About this task: In your copy of the listing below, reproduce each word exactly and include no pictures.

Provided records:
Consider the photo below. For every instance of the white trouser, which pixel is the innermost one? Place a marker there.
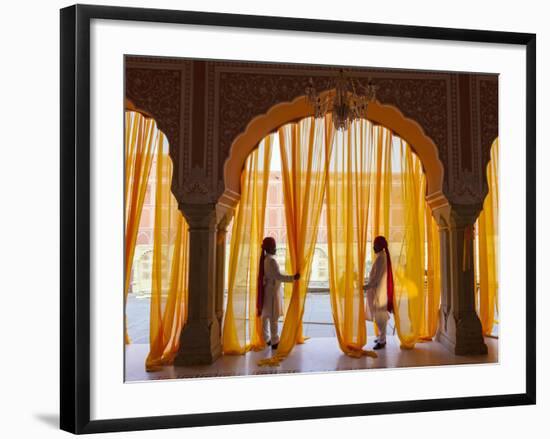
(381, 318)
(270, 326)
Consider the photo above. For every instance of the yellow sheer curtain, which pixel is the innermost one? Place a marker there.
(169, 271)
(409, 292)
(433, 296)
(487, 246)
(347, 198)
(303, 159)
(245, 250)
(141, 139)
(381, 187)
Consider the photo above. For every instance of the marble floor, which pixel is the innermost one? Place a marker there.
(320, 354)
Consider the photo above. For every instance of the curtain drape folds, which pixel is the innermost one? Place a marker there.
(410, 293)
(303, 161)
(487, 246)
(168, 311)
(348, 191)
(242, 328)
(433, 296)
(141, 141)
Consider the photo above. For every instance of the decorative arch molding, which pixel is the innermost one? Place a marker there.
(280, 114)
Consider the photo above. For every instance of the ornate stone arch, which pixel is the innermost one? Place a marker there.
(285, 112)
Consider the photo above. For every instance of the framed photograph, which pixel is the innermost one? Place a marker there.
(340, 212)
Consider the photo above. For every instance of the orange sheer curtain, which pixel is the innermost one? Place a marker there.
(347, 198)
(303, 159)
(433, 296)
(141, 140)
(487, 246)
(242, 328)
(169, 292)
(410, 293)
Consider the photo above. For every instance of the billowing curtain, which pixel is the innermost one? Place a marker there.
(141, 140)
(303, 159)
(409, 293)
(487, 226)
(381, 187)
(169, 291)
(433, 296)
(242, 328)
(348, 186)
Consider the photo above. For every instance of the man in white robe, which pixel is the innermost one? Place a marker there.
(378, 306)
(272, 305)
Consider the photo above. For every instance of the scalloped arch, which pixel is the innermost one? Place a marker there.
(285, 112)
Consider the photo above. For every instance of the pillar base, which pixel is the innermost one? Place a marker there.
(199, 344)
(462, 336)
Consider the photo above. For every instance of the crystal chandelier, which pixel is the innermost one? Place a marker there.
(348, 101)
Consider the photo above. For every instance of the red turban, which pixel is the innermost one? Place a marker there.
(381, 243)
(267, 244)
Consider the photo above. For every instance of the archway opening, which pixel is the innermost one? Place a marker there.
(386, 218)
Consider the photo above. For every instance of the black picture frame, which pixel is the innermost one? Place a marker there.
(75, 217)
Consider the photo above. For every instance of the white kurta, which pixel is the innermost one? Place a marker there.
(377, 295)
(273, 305)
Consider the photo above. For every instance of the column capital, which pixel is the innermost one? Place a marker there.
(199, 216)
(457, 216)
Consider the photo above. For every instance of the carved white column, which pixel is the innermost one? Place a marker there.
(200, 338)
(459, 325)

Solution to this exercise:
Consider the photo below. For every instance of the white trouser, which pixel is the innermost one? Place a marker there.
(381, 318)
(270, 326)
Consider the photo above. For every instance of the yellow sheer curtain, which pixel is the innermost one? Place a marker there.
(169, 271)
(409, 292)
(433, 296)
(487, 246)
(347, 198)
(303, 159)
(245, 250)
(141, 139)
(381, 187)
Consider the photo above. For every instance of the marble floor, which pixel is the innermost one? Place a marker there.
(320, 354)
Consider the photo above. For every instance of the curtain drape folds, which pixel is the innermost one? Place a marker there.
(410, 293)
(303, 161)
(487, 246)
(168, 311)
(348, 191)
(242, 328)
(433, 296)
(141, 141)
Consider the photo above. For every instance of the decorative arch molding, which pixel is the innermost one? Place a marker there.
(280, 114)
Consider the photo above. For every instance of the ornate stone arch, which pixel is the innermost one? Place a marker there.
(285, 112)
Consider the photo above. For every instance of the framed photograph, which pixel is the innermost one? Place a marker there.
(340, 212)
Consider the photo above. For every instance of the orange sheer curtain, which pixel is the innermost one? Place a marker there.
(347, 198)
(303, 159)
(433, 296)
(141, 140)
(487, 246)
(242, 328)
(169, 292)
(410, 293)
Consider the photo above. For every instance of the billowing curtain, which pixel is the innermost one? Place a marker there.
(141, 140)
(303, 159)
(409, 293)
(487, 226)
(381, 187)
(169, 291)
(433, 296)
(242, 328)
(348, 186)
Consider the photo above. For every instance of the man in white robe, which pixel is the innermost one? Place a marker there.
(378, 306)
(272, 305)
Consider the photo above. For every instance of the scalloped arch, which pixel is the innermost one? Place a marker there.
(285, 112)
Consider the photo above. For every instance of the pillar base, which pixel is the innermost one? Place a marker there.
(199, 344)
(462, 336)
Consider the photo above. For every instance of the crystal chandelier, which pixel is the innermost one? Place a marker there.
(348, 101)
Consider the photo above. For every instance of the red turban, which pixel is the innermost one? Place a marker there.
(381, 243)
(267, 244)
Consider the photo above. For every instance of the archway opening, which pixel is the innermost one? Place a marker there.
(386, 218)
Consider the photo above. For every instance of the black picture frame, which pixel is the innermost one? Place a marker there.
(75, 217)
Consider the photo above. For every instance of the white kurta, which pixel is the innermost one? Place a marker there.
(377, 295)
(273, 305)
Consider the photo above. For every instance of the column capital, which pixel is the innermost one? Place a marker there.
(199, 216)
(457, 216)
Consider the photo above. For every instance of the carved white column, which pixel is the innermost one? Place a marker there.
(200, 338)
(459, 325)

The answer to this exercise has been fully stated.